:: Given passage

Russia’s invasion of Ukraine has reverberated across the globe, including in the Western Hemisphere, where both Washington and Moscow see the crisis as an opportunity to shift regional alliances in their favor.
U.S. and Russian officials engaged in a flurry of diplomatic talks with Latin American and Caribbean leaders before the war started. The pace of diplomacy has only intensified since the fighting began. And many countries in the region have responded by walking a delicate line, declining to support Russia’s invasion abroad without forcefully condemning it at home.
Officials in the Biden administration are taking Russia’s moves seriously and are closely monitoring how countries in the region respond.
“There’s been Russian outreach,” said one senior administration official. “There’s been a lot of travel by Russian officials to Latin America and the Caribbean in the months prior to and following the invasion of Ukraine. Some of that is bluster. Some of that is tangible and concerning.”
Where diplomacy has not worked for Moscow, the White House says that Russia is working to destabilize democracies across the region through coercive diplomacy, disinformation and cyberattacks. The recent pace of that activity has alarmed allies and forced the administration to devote more diplomatic and economic resources to fight back.
The administration’s strategy, the official said, is to increase its engagement with governments across the Western Hemisphere – including longtime adversaries of the United States and allies of Russia. Just in the last week alone, the Biden administration boosted staffing at the U.S. Embassy in Cuba and launched talks with President Nicolás Maduro of Venezuela.
“Russia seeks a Cold War-like response from the United States, where we’re dividing the region into those who are friends and who are allies,” the official added. “That would certainly be a mistake.”
Argentina
Russia’s influence in Argentina has been growing over the years, a development highlighted on the eve of the invasion of Ukraine when President Alberto Fernandez met with Russian President Vladimir Putin in the Kremlin.
During the visit in early February, Fernandez said there is the need for his country to abandon its economic “dependence” on the United States and the International Monetary Fund and agreed to strengthen bilateral cooperation and trade relations between Russia and the South American nation.

::::

**Written request a**
Scale the records from their start up to and including the line with "[49,83,80,103]". Rewrite those lines with the requests included, but leave out the pictures. Multiply every bounding-box coordinate in the answers by 1.05 and round each result to a whole number, with halves rounded up.
The article and the records below it come from unrelated sources.

:: Task data

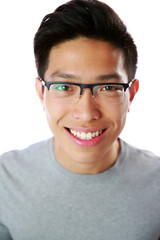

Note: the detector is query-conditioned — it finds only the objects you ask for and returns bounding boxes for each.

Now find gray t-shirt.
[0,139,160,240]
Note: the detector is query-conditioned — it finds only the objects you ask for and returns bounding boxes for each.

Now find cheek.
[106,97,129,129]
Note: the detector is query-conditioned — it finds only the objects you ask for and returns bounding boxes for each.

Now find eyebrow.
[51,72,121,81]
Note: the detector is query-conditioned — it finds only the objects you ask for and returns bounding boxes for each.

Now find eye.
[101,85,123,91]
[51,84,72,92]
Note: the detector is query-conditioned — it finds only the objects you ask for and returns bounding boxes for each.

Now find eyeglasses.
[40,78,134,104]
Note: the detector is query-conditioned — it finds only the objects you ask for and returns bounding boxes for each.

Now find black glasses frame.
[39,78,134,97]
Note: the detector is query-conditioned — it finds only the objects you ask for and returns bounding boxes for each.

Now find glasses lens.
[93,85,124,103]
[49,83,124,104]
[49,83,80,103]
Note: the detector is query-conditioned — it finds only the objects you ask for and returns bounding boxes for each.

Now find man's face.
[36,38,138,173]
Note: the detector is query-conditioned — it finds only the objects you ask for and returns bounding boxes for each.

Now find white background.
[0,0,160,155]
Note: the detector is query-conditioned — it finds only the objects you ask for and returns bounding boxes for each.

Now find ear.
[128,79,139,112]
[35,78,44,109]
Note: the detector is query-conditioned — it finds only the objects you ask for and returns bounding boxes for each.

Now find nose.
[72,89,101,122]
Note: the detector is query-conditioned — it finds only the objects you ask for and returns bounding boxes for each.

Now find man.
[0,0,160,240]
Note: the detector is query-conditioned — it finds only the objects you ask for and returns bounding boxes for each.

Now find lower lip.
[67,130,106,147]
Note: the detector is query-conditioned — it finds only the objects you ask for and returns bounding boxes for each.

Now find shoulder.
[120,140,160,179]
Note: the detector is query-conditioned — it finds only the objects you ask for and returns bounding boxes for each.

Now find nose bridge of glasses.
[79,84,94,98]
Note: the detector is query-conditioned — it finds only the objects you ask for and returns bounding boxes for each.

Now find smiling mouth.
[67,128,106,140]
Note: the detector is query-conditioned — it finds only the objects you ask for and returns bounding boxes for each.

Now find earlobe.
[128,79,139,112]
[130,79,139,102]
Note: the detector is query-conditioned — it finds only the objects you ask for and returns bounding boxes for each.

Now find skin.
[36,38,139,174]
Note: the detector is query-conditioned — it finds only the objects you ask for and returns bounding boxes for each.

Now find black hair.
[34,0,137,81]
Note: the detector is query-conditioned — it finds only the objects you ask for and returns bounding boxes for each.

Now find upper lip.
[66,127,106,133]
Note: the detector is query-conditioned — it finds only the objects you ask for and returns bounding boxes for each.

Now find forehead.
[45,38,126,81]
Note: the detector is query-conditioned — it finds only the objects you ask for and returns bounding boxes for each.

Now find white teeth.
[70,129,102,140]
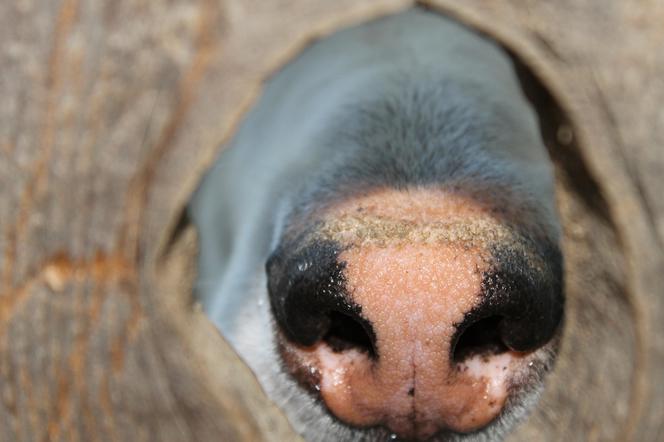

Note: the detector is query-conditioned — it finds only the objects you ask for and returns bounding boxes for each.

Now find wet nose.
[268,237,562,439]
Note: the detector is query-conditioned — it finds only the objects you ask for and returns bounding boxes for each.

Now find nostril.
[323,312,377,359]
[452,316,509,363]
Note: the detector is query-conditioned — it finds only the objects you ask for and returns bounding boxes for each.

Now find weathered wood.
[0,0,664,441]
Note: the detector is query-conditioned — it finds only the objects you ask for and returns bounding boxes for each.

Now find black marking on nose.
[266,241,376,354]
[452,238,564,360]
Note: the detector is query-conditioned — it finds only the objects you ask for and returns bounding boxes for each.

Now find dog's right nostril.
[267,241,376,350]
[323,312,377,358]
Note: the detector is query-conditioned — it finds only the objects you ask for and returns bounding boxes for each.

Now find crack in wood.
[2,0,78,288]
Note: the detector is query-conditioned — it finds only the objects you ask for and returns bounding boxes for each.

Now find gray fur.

::::

**Written request b**
Write the next part of the article on Russian and U.S. influence in Latin America, starting after its last sentence.

**Task output a**
Note: the detector is query-conditioned — it finds only the objects you ask for and returns bounding boxes for each.

Now find gray t-shirt.
[0,146,168,252]
Note: the detector is query-conditioned — it finds only the objects you ask for and returns bounding boxes for each.

Now find cheek.
[111,102,135,135]
Note: the detector is query-conditioned — it finds only the objects you ask for and returns bounding boxes for each.

Now find eyebrow.
[54,76,127,85]
Note: the detector is query-conditioned — it finds only the objects you ask for and returns bounding boxes for each.

Now find eye.
[106,89,129,96]
[54,88,76,97]
Note: the detector is query-conditioned — it finds only the objects you ask for and returns bounding boxes for each.

Now find eyeglasses.
[42,82,141,109]
Note: the detector is query-conditioned — it finds only the objects you ask for and returns bounding boxes for each.

Now find black glasses frame.
[41,82,141,102]
Note: the detector is query-conditioned — it finds only the objects you ask for and returns bounding boxes for each.

Now find glasses lens.
[98,89,130,108]
[51,87,130,109]
[51,87,84,108]

**Task output b**
Argentina can serve as a “point of entry” for Russia to expand its presence in Latin America, he offered.
Argentina and Russia hold a series of bilateral agreements signed as far back as the seventies, including technical military cooperation, cooperation on the peaceful uses of nuclear energy and on the mutual protection of secret information in the field of technical-military cooperation.
Brazil
Brazil’s far-right president, Jair Bolsonaro, visited Putin in Moscow just days before Russia’s invasion of Ukraine began. Bolsonaro has pledged neutrality on the conflict ever since – but the nation’s vice president has condemned it, and its U.N. ambassador voted against Russia in a General Assembly vote on the conflict last week, accusing Moscow of “crossing the red line.”
As two nations within the BRICS – an economic association of Brazil, Russia, India, China, and South Africa, five emerging economies – Brazil and Russia have grown increasingly intertwined in recent years, with Bolsonaro and Putin fostering a strong personal relationship.
Before their meeting in February, the Kremlin said that Putin planned to raise “current issues in today’s global order” with the Brazilian president. Bolsonaro, for his part, said he went to Moscow to secure a deal on Russian fertilizers for Brazil’s agricultural sector.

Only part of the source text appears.